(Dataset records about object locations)
####

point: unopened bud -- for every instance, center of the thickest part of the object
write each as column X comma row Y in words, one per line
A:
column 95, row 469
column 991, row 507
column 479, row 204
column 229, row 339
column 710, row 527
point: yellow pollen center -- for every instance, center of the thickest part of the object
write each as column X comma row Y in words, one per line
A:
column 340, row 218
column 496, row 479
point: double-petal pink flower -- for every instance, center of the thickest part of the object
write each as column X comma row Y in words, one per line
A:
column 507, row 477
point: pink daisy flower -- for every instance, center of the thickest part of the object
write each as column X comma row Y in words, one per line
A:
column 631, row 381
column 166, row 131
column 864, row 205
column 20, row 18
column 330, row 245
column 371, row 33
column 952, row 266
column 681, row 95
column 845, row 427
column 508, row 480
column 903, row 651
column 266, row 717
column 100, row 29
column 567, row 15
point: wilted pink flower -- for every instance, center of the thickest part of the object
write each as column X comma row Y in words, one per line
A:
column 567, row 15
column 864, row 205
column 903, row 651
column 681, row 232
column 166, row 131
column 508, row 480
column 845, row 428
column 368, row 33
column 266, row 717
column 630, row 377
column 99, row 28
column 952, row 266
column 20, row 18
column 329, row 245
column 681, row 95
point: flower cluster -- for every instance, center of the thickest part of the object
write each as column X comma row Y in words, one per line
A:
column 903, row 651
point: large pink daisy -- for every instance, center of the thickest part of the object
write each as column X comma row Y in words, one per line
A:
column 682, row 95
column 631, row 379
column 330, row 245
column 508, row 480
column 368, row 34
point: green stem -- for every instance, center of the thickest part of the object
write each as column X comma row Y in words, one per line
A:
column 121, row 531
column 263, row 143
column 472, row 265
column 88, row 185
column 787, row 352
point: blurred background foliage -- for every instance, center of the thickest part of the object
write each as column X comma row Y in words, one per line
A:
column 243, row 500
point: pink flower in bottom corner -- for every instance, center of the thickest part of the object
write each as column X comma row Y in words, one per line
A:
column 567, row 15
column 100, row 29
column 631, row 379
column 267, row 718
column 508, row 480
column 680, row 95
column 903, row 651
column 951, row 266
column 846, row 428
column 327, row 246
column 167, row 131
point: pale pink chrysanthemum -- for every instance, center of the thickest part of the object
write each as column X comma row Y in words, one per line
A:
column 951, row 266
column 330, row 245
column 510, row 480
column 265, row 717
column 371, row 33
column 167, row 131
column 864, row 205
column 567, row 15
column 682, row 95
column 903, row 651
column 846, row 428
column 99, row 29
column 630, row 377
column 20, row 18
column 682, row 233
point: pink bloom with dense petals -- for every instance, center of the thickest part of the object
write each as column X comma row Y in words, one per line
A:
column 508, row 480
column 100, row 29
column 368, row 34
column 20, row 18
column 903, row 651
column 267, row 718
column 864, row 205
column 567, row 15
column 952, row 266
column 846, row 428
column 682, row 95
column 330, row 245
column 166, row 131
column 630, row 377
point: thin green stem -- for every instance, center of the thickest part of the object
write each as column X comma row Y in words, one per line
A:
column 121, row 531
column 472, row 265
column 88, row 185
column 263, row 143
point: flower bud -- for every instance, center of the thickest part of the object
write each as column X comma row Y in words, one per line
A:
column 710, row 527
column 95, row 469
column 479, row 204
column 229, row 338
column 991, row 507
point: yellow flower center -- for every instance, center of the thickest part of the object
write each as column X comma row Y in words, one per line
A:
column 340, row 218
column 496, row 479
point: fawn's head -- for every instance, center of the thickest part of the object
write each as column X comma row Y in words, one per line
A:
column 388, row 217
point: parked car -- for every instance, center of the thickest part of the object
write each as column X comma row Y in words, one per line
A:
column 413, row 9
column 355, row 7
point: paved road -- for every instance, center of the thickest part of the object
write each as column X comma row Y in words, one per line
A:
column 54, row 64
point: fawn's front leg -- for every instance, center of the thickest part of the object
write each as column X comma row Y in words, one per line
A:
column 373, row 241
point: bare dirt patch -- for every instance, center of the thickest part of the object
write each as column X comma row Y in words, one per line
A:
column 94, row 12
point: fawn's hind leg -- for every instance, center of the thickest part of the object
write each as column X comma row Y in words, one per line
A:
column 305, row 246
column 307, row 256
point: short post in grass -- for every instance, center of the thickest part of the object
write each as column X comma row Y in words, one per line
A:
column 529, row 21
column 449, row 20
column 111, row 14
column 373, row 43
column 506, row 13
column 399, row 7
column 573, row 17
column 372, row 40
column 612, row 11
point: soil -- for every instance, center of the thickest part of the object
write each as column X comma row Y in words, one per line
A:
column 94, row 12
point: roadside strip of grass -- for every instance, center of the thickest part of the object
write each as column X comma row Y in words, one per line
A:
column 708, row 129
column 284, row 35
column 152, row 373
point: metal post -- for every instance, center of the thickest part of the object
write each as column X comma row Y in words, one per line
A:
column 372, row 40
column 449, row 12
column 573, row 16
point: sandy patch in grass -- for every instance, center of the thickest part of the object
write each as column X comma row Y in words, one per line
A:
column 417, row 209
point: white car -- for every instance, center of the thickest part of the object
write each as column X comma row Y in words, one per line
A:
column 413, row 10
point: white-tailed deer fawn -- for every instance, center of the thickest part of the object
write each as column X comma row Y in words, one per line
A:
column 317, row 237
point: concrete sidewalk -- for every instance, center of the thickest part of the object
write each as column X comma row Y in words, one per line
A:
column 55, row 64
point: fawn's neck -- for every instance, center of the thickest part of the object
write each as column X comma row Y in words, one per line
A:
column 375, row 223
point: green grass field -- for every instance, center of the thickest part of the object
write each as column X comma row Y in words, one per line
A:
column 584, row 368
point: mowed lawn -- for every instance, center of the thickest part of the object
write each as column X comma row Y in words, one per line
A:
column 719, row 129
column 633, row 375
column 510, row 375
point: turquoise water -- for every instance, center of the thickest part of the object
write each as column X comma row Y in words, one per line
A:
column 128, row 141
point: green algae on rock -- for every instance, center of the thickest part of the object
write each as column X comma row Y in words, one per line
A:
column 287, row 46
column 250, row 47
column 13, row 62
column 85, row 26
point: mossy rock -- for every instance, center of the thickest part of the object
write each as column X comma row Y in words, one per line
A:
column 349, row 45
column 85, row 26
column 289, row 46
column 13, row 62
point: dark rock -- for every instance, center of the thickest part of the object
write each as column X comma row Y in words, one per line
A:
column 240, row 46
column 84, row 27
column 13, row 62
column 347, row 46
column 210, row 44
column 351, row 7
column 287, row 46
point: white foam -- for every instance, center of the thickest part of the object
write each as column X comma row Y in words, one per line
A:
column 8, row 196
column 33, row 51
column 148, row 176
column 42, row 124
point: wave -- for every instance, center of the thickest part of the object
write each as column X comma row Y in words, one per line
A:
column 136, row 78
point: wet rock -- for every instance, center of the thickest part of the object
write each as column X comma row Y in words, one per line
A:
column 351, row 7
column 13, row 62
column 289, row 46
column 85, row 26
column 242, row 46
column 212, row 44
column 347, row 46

####

▶ What is needed
Extract every line from the one with "point: wave -- for" down to the final line above, both included, exactly as written.

▶ Final result
point: wave -- for every instance, center of the thickest part of the object
write each as column X comma row Y in words, one per line
A:
column 136, row 78
point: wet rock -- for every instance, center of the thickest part of the object
write each as column X comma row Y in words, one per line
A:
column 351, row 7
column 13, row 62
column 289, row 46
column 85, row 26
column 242, row 46
column 212, row 44
column 347, row 46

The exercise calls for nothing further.